[Point-per-instance localization data]
══════════════════════════════

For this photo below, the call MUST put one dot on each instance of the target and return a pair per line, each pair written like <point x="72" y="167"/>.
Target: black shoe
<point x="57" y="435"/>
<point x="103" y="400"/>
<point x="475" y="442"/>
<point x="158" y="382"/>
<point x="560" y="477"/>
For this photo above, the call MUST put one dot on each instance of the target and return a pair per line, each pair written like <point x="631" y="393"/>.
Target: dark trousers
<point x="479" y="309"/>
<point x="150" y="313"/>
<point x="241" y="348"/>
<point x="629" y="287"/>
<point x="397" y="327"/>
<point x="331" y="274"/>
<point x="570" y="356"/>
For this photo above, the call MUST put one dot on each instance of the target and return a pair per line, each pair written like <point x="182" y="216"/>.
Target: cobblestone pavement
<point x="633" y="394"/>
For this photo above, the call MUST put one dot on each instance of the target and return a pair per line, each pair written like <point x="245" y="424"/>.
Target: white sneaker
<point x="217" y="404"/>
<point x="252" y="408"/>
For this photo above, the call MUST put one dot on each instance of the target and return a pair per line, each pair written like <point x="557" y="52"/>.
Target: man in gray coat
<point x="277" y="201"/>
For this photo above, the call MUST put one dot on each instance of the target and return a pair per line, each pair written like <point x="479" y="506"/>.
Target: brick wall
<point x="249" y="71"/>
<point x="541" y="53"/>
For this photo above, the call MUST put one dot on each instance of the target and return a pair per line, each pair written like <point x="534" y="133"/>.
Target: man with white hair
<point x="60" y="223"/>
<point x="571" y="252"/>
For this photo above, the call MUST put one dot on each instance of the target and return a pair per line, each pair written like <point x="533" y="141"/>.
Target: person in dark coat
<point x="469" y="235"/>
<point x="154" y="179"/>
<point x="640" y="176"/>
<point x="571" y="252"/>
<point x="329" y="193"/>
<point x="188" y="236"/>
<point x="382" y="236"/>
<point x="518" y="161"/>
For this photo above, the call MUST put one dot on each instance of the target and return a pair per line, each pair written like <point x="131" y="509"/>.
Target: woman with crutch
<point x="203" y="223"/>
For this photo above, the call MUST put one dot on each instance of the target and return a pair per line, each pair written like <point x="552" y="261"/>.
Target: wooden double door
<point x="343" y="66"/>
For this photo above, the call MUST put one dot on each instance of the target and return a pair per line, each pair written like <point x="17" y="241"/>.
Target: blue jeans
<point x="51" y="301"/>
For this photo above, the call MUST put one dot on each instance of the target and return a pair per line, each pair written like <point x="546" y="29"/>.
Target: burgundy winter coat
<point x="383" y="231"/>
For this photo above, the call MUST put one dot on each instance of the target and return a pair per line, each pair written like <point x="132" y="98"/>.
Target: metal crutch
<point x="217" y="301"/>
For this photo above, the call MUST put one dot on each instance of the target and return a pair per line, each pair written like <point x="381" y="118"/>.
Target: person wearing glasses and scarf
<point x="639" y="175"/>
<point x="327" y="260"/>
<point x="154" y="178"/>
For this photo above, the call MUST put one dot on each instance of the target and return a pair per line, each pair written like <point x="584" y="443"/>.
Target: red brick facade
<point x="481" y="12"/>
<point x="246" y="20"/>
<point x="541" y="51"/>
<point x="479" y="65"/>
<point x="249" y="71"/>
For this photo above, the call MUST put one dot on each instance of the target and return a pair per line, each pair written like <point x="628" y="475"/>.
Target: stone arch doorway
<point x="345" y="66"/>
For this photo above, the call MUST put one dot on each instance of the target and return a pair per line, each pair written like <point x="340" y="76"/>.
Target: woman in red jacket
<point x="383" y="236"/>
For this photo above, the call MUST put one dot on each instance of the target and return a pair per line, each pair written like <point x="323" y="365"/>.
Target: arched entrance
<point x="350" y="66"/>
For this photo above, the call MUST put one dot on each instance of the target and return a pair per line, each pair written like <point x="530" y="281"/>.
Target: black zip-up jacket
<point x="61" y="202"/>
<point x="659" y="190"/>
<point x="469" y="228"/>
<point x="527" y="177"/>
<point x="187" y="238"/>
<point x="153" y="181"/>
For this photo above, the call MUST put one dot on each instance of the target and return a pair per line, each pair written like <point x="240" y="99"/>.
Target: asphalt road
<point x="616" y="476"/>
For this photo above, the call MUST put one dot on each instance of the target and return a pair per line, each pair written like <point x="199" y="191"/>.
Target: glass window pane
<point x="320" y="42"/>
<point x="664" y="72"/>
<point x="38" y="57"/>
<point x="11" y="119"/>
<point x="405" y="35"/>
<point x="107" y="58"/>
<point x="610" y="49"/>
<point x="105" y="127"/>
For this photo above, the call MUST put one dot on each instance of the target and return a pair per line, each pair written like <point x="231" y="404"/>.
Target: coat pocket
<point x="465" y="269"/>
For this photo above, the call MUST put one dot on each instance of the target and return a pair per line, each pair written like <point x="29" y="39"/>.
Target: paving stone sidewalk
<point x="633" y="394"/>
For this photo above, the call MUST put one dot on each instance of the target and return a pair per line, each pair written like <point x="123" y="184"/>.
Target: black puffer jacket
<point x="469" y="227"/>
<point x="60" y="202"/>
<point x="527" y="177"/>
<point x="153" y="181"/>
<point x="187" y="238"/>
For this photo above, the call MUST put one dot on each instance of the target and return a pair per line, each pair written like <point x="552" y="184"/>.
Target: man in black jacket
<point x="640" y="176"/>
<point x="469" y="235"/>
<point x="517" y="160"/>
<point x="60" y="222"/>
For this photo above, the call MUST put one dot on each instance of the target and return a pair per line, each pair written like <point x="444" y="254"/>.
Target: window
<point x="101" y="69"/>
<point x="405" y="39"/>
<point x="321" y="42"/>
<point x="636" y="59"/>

══════════════════════════════

What you should produce is an exact copy of the records above.

For this photo below, the call MUST put one dot on each instance of the target and return a pair per line, each pair written like <point x="72" y="167"/>.
Target: black shoe
<point x="57" y="435"/>
<point x="103" y="400"/>
<point x="475" y="442"/>
<point x="158" y="382"/>
<point x="560" y="477"/>
For this photo above, the call MUST put one dot on each instance of the target and return a pair per line, each pair written like <point x="631" y="393"/>.
Target: dark trousers
<point x="479" y="309"/>
<point x="150" y="313"/>
<point x="241" y="348"/>
<point x="629" y="287"/>
<point x="397" y="327"/>
<point x="331" y="274"/>
<point x="570" y="356"/>
For this photo above, the call MUST put one dot on each instance of the target and return a pair per line, each pair written like <point x="182" y="216"/>.
Target: cobblestone pavement
<point x="633" y="394"/>
For this photo above, the call MUST put one dot on each instance of the target and return a pair per line, each pair written like <point x="245" y="424"/>.
Target: white sneaker
<point x="217" y="404"/>
<point x="252" y="408"/>
For this photo above, the call MUST put one dot on each instance of the target and return a pair per line, each pair written like <point x="557" y="52"/>.
Target: man in gray coat
<point x="277" y="201"/>
For this photo above, the call MUST put one dot on each instance of the target and return a pair per line, each pair written like <point x="479" y="506"/>.
Target: brick wall
<point x="249" y="71"/>
<point x="541" y="53"/>
For this photo above, the call MUST put one dot on each instance of the target and return a pair per line, each pair written like <point x="534" y="133"/>.
Target: man with white hair
<point x="60" y="223"/>
<point x="571" y="252"/>
For this photo above, the call MUST put one dot on each instance of the target and return a pair per line, each pair written like <point x="533" y="141"/>.
Target: person in dark coat
<point x="469" y="235"/>
<point x="154" y="179"/>
<point x="640" y="176"/>
<point x="571" y="252"/>
<point x="329" y="193"/>
<point x="188" y="236"/>
<point x="382" y="236"/>
<point x="518" y="161"/>
For this photo above, the call MUST put one dot on each instance of the target and return a pair per line, each pair written like <point x="131" y="509"/>.
Target: woman with crutch
<point x="203" y="223"/>
For this photo above, the call MUST put one dot on each instance of the target and return a pair per line, each pair written like <point x="552" y="261"/>.
Target: wooden double door
<point x="343" y="66"/>
For this photo above, the call MUST put one dot on each instance of the target and return a pair per line, each pair written like <point x="17" y="241"/>.
Target: blue jeans
<point x="51" y="301"/>
For this photo above, the call MUST put one dot on each instance of the target and return a pair per line, each pair written like <point x="546" y="29"/>.
Target: burgundy winter coat
<point x="383" y="231"/>
For this photo above, the call MUST put one dot on each instance of the target and return a pair per line, each pair written like <point x="132" y="98"/>.
Target: metal crutch
<point x="217" y="301"/>
For this photo above, the call MUST put one dot on each instance of the target and return a pair per line, each pair written like <point x="381" y="118"/>.
Target: person wearing glasses and scarf
<point x="639" y="175"/>
<point x="327" y="260"/>
<point x="154" y="178"/>
For this photo above, the call MUST put one dot on each instance of the target and return a pair per line, each pair written like <point x="584" y="443"/>.
Target: red brick facade
<point x="481" y="12"/>
<point x="246" y="20"/>
<point x="541" y="51"/>
<point x="479" y="65"/>
<point x="249" y="71"/>
For this photo above, the call MUST put one dot on each instance of the target and return a pair per line, each pair written like <point x="628" y="475"/>.
Target: stone arch doorway
<point x="345" y="66"/>
For this photo above, the call MUST put one dot on each instance of the target and return a pair per line, each pair written like <point x="340" y="76"/>.
Target: woman in red jacket
<point x="383" y="236"/>
For this photo above, the call MUST put one dot on each instance of the target and return a pair per line, each pair written like <point x="323" y="365"/>.
Target: arched entrance
<point x="350" y="66"/>
For this photo above, the call MUST put one dot on each instance of the target and return a pair per line, each pair written like <point x="530" y="281"/>.
Target: black zip-up jacket
<point x="61" y="202"/>
<point x="659" y="190"/>
<point x="469" y="228"/>
<point x="527" y="177"/>
<point x="187" y="238"/>
<point x="153" y="181"/>
For this photo above, the call MUST put one dot on each instance of the target and return a pair per line, each pair written like <point x="240" y="99"/>.
Target: asphalt road
<point x="616" y="476"/>
For this photo above, the call MUST put one dot on each instance of the target and return a pair per line, each pair written like <point x="199" y="191"/>.
Target: glass window pane
<point x="320" y="42"/>
<point x="664" y="72"/>
<point x="38" y="57"/>
<point x="11" y="119"/>
<point x="405" y="35"/>
<point x="107" y="58"/>
<point x="610" y="49"/>
<point x="105" y="127"/>
For this photo above, the call MUST put one dot on each instance of the target and return a pair per line, each pair written like <point x="231" y="404"/>.
Target: coat pocket
<point x="465" y="269"/>
For this photo above, the call MUST put one dot on each instance of the target and return a pair per line, each pair written like <point x="29" y="39"/>.
Target: paving stone sidewalk
<point x="633" y="394"/>
For this photo above, the call MUST put one dot on each instance of the target and return a pair per line, each pair written like <point x="123" y="184"/>.
Target: black puffer jacket
<point x="469" y="227"/>
<point x="60" y="202"/>
<point x="527" y="177"/>
<point x="153" y="181"/>
<point x="187" y="238"/>
For this photo above, the call MUST put one dot on each instance of the target and return a pair per line, each pair written like <point x="552" y="184"/>.
Target: man in black jacket
<point x="640" y="176"/>
<point x="469" y="235"/>
<point x="517" y="160"/>
<point x="60" y="222"/>
For this photo above, the call MUST put one dot on each instance of the target and return a pair per line, each pair written like <point x="444" y="254"/>.
Target: window
<point x="101" y="69"/>
<point x="405" y="39"/>
<point x="321" y="42"/>
<point x="636" y="59"/>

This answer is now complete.